> _WHAT IS EXPECTED_: Output, unchanged, the lines of the listing below from the line containing "Target: fence wire knot" through the end of the listing, both ends included. Omit the pictures from your output.

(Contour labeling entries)
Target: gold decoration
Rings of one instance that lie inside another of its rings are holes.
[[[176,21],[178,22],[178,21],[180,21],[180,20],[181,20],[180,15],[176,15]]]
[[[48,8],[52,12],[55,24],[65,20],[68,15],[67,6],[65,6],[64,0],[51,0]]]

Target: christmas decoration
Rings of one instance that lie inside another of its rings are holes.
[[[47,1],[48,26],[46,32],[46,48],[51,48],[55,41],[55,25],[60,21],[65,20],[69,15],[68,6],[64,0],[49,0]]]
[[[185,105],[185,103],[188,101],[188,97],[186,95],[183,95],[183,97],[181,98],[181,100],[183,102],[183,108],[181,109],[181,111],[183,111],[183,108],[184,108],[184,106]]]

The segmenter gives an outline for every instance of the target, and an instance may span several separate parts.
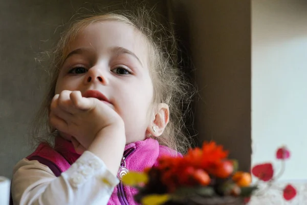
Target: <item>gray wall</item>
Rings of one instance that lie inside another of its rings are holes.
[[[241,168],[248,170],[250,1],[149,2],[157,4],[163,15],[166,5],[173,9],[170,19],[178,24],[175,29],[185,53],[191,54],[197,68],[189,73],[196,77],[201,96],[195,105],[199,143],[213,139],[225,145]],[[11,177],[14,165],[31,152],[27,138],[30,120],[41,99],[47,76],[35,62],[37,53],[50,48],[61,30],[58,27],[78,8],[91,9],[95,3],[103,7],[109,2],[115,4],[106,0],[0,0],[0,175]],[[186,68],[189,71],[192,67]]]
[[[172,0],[174,22],[194,67],[195,128],[251,165],[251,1]]]
[[[163,1],[148,2],[166,12]],[[51,48],[59,26],[80,8],[97,11],[114,5],[110,9],[127,6],[119,1],[0,1],[0,176],[10,177],[14,165],[31,152],[29,127],[48,76],[35,61],[38,53]]]

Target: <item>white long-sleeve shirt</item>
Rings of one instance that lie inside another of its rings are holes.
[[[58,177],[38,161],[23,159],[14,168],[12,196],[14,205],[102,205],[119,182],[89,151]]]

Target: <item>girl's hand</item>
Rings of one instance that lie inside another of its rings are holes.
[[[97,134],[106,128],[124,130],[123,120],[115,111],[98,99],[82,97],[80,91],[64,90],[55,95],[50,121],[59,131],[76,139],[74,145],[80,144],[78,152],[87,149]]]

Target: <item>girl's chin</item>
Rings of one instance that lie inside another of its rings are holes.
[[[59,133],[60,134],[60,136],[61,137],[62,137],[62,138],[63,138],[65,139],[67,139],[68,140],[70,140],[71,141],[72,140],[72,136],[71,135],[69,135],[68,134],[65,133],[64,132],[59,132]]]

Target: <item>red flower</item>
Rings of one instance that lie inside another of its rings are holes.
[[[276,158],[278,159],[287,159],[290,157],[290,152],[286,147],[282,147],[277,150]]]
[[[252,173],[264,181],[268,181],[273,178],[274,170],[271,163],[256,165],[252,169]]]
[[[287,201],[292,199],[296,195],[296,190],[291,184],[288,184],[283,189],[283,198]]]

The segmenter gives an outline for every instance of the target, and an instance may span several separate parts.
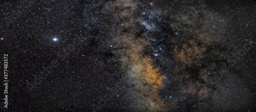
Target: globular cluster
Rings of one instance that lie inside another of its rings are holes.
[[[255,5],[1,1],[1,111],[253,111]]]

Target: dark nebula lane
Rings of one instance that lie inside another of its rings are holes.
[[[256,110],[253,1],[0,6],[1,111]]]

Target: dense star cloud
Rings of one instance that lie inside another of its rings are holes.
[[[1,111],[256,110],[252,1],[0,6]]]

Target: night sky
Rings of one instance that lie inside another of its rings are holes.
[[[256,111],[253,1],[1,1],[0,11],[1,111]]]

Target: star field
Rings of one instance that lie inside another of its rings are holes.
[[[1,111],[256,110],[253,1],[0,6]]]

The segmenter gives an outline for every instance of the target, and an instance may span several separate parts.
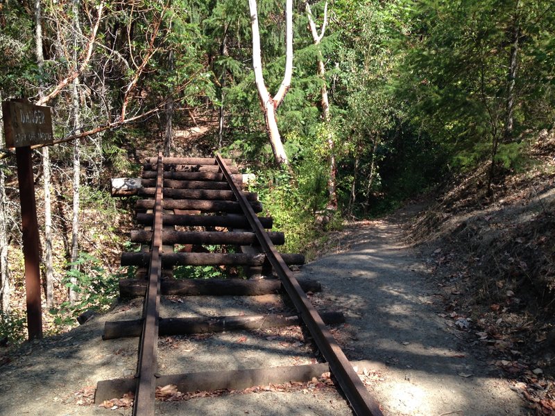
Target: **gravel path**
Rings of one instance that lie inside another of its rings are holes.
[[[337,243],[341,252],[305,265],[298,273],[324,286],[322,293],[311,296],[318,309],[345,313],[347,323],[332,331],[350,359],[374,363],[365,373],[365,382],[384,413],[527,415],[509,382],[490,374],[487,363],[475,357],[470,345],[438,315],[442,311],[434,305],[425,269],[400,235],[393,220],[352,225]],[[119,305],[67,334],[22,347],[10,363],[0,366],[0,415],[130,415],[128,408],[94,406],[87,396],[99,380],[133,374],[137,340],[102,341],[101,335],[104,321],[134,318],[140,306],[137,300]],[[248,300],[174,298],[164,301],[162,311],[185,316],[193,311],[217,315],[287,309],[278,299],[266,296]],[[161,340],[162,372],[291,365],[311,359],[298,330],[214,335],[207,340],[207,349],[199,342],[206,340]],[[334,388],[309,384],[157,405],[159,415],[184,413],[352,414]]]

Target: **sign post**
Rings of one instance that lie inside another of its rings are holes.
[[[51,144],[52,116],[49,107],[21,101],[2,103],[6,144],[15,148],[25,259],[27,330],[29,339],[42,338],[40,304],[40,258],[37,203],[33,176],[31,146]]]

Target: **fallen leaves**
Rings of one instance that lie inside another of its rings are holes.
[[[135,395],[132,392],[126,393],[121,399],[110,399],[110,400],[105,400],[99,407],[103,407],[106,409],[115,410],[118,408],[129,408],[133,405],[133,399]]]

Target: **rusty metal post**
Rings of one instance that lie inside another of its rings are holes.
[[[27,293],[27,331],[29,340],[42,338],[42,309],[40,305],[40,257],[37,203],[30,146],[15,149],[25,258],[25,288]]]

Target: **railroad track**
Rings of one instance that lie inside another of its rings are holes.
[[[241,175],[231,161],[213,158],[150,158],[144,165],[137,202],[137,222],[144,227],[131,234],[131,241],[144,244],[143,251],[123,253],[122,266],[136,266],[133,279],[120,281],[122,297],[144,296],[140,320],[107,322],[103,338],[139,338],[137,372],[133,378],[99,381],[95,402],[135,392],[133,415],[154,415],[157,387],[169,384],[181,392],[241,389],[270,383],[309,381],[330,371],[357,415],[382,415],[325,326],[341,316],[321,316],[306,291],[316,291],[314,281],[298,281],[287,264],[302,263],[299,254],[280,254],[282,233],[269,232],[271,218],[259,218],[262,206],[255,193],[241,189]],[[179,230],[176,227],[180,227]],[[188,231],[183,231],[188,227]],[[149,245],[146,245],[148,244]],[[232,245],[239,252],[175,252],[175,245]],[[242,266],[250,275],[275,274],[278,279],[177,279],[178,266]],[[273,272],[273,273],[272,273]],[[284,292],[297,315],[223,316],[177,318],[160,316],[160,297],[180,295],[253,295]],[[253,329],[304,324],[325,363],[266,369],[202,372],[160,375],[157,365],[159,336]],[[184,406],[186,406],[184,404]]]

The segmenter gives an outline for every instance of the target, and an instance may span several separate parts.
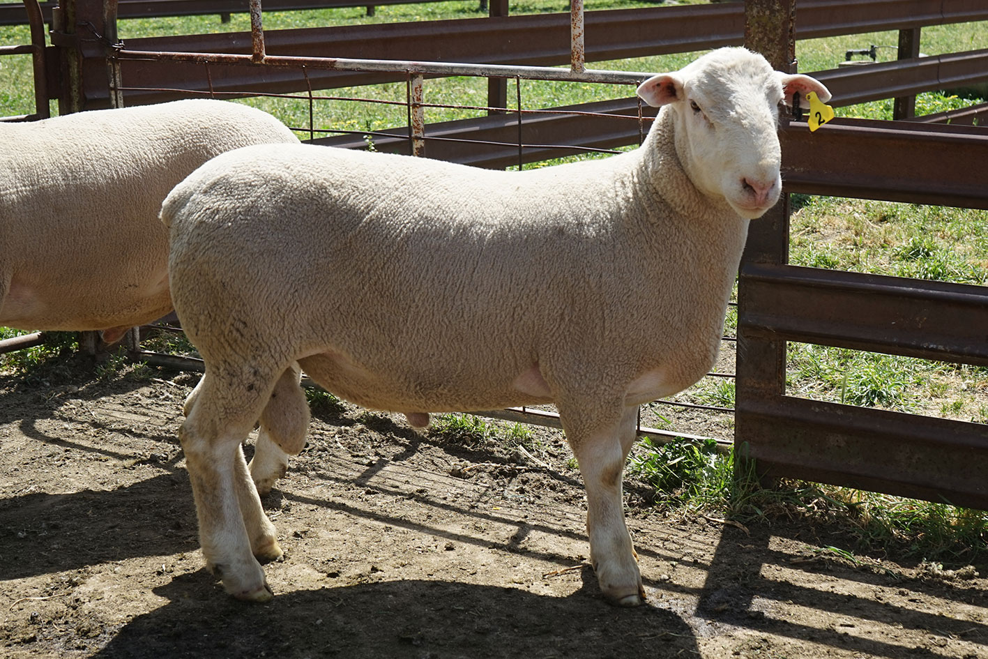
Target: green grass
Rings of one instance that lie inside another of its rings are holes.
[[[704,4],[689,0],[680,4]],[[636,0],[600,0],[588,10],[653,7]],[[511,5],[512,14],[566,11],[566,3],[553,0],[524,0]],[[361,25],[419,20],[471,19],[483,16],[475,0],[432,4],[377,7],[369,18],[364,8],[272,12],[265,14],[266,31],[313,28],[328,25]],[[170,34],[206,34],[249,30],[246,14],[234,14],[229,24],[216,16],[141,19],[124,21],[124,40]],[[0,28],[0,44],[29,41],[26,27]],[[796,44],[799,70],[816,71],[837,67],[845,50],[865,48],[871,43],[893,45],[895,32],[871,33]],[[940,54],[988,47],[988,24],[974,23],[926,28],[922,50]],[[894,50],[880,48],[879,61],[894,58]],[[591,62],[592,68],[666,71],[674,70],[696,57],[681,53]],[[509,106],[514,107],[515,83],[509,83]],[[626,86],[581,83],[522,83],[525,108],[553,107],[629,97]],[[317,92],[326,96],[373,98],[404,102],[403,83],[370,88]],[[33,112],[31,60],[26,55],[0,57],[0,115]],[[426,103],[445,105],[485,105],[486,83],[481,78],[454,77],[429,80]],[[249,99],[286,124],[308,124],[308,103],[297,99]],[[953,110],[970,105],[963,92],[929,93],[917,98],[917,114]],[[482,111],[427,109],[427,122],[464,119]],[[891,119],[892,101],[878,101],[839,108],[838,116],[864,119]],[[406,111],[400,106],[359,104],[349,101],[318,101],[316,127],[374,131],[403,126]],[[302,136],[307,136],[302,134]],[[579,156],[599,157],[599,156]],[[575,158],[575,157],[574,157]],[[574,158],[567,158],[572,160]],[[980,210],[940,208],[883,202],[841,200],[798,196],[793,199],[790,261],[795,265],[938,281],[983,285],[988,279],[988,214]],[[736,310],[726,319],[726,332],[736,330]],[[13,331],[0,329],[0,338]],[[0,358],[0,371],[30,370],[33,365],[72,347],[72,335],[52,345]],[[162,339],[165,349],[191,354],[191,346]],[[110,364],[106,376],[115,372]],[[101,376],[103,372],[101,372]],[[787,389],[792,395],[845,404],[940,415],[948,418],[988,422],[988,377],[984,370],[955,367],[921,360],[893,358],[840,349],[793,344],[788,350]],[[688,397],[696,402],[729,407],[733,405],[733,382],[704,378]],[[339,401],[319,389],[308,390],[314,410],[337,410]],[[432,430],[438,436],[470,446],[520,446],[539,450],[531,430],[519,424],[489,422],[470,415],[443,415]],[[750,464],[750,462],[740,462]],[[575,468],[575,462],[571,464]],[[886,495],[858,492],[787,481],[779,489],[752,485],[750,474],[735,475],[733,454],[720,454],[708,444],[677,442],[659,445],[645,441],[633,451],[628,473],[654,489],[660,508],[680,511],[710,511],[738,520],[787,516],[792,511],[824,522],[837,521],[855,531],[856,548],[880,551],[885,547],[901,555],[929,560],[973,560],[983,553],[986,517],[941,504],[927,504]],[[824,546],[820,551],[841,555],[844,548]]]
[[[495,442],[507,448],[523,447],[542,452],[538,440],[525,424],[491,421],[472,414],[441,414],[433,419],[429,432],[472,447]]]

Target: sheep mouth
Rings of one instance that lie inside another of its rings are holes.
[[[766,212],[768,212],[769,209],[772,208],[772,206],[776,206],[779,200],[776,199],[773,200],[771,204],[748,205],[748,204],[739,204],[738,202],[730,202],[730,205],[731,206],[733,206],[734,210],[742,217],[746,217],[748,219],[758,219]]]

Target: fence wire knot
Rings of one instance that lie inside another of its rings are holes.
[[[84,40],[84,41],[99,41],[99,42],[103,43],[105,46],[107,46],[108,48],[110,48],[111,50],[113,50],[114,52],[120,52],[121,50],[124,49],[124,40],[120,40],[119,39],[116,41],[111,41],[109,39],[107,39],[106,37],[104,37],[100,33],[96,32],[96,26],[94,26],[89,21],[83,21],[79,25],[87,28],[89,30],[89,32],[93,33],[93,36],[96,37],[95,40],[87,39],[87,40]]]

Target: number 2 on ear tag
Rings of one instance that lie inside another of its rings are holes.
[[[834,109],[817,98],[816,92],[807,94],[806,100],[809,101],[809,118],[806,122],[809,124],[810,132],[834,119]]]

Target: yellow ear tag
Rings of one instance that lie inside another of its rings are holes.
[[[809,119],[806,122],[809,124],[810,132],[834,119],[834,109],[817,98],[816,92],[807,94],[806,100],[809,101]]]

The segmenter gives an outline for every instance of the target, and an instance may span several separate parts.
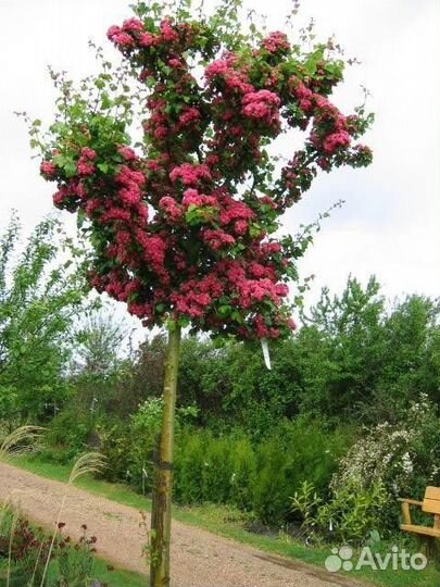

> _TASK SOLUTION_:
Target: fence wire knot
Rings of one instance that lie inside another of its rings are holes.
[[[84,40],[84,41],[99,41],[99,42],[103,43],[105,46],[107,46],[108,48],[110,48],[111,50],[113,50],[114,52],[120,52],[121,50],[124,49],[124,40],[120,40],[119,39],[116,41],[111,41],[109,39],[107,39],[106,37],[104,37],[100,33],[96,32],[96,26],[94,26],[89,21],[83,21],[79,25],[87,28],[89,30],[89,32],[93,33],[93,36],[96,37],[95,40],[87,39],[87,40]]]

Target: number 2 on ear tag
Rings of one instance that lie inside another of its rings are holes.
[[[834,109],[817,98],[816,92],[807,94],[806,100],[809,101],[809,118],[806,122],[809,124],[810,132],[834,119]]]

Target: yellow ear tag
Rings of one instance that lie inside another of its rings are holes.
[[[809,119],[806,122],[809,124],[810,132],[834,119],[834,109],[817,98],[816,92],[807,94],[806,100],[809,101]]]

The segmenter gives an outline for every instance of the target, and an instance may span several separate parts.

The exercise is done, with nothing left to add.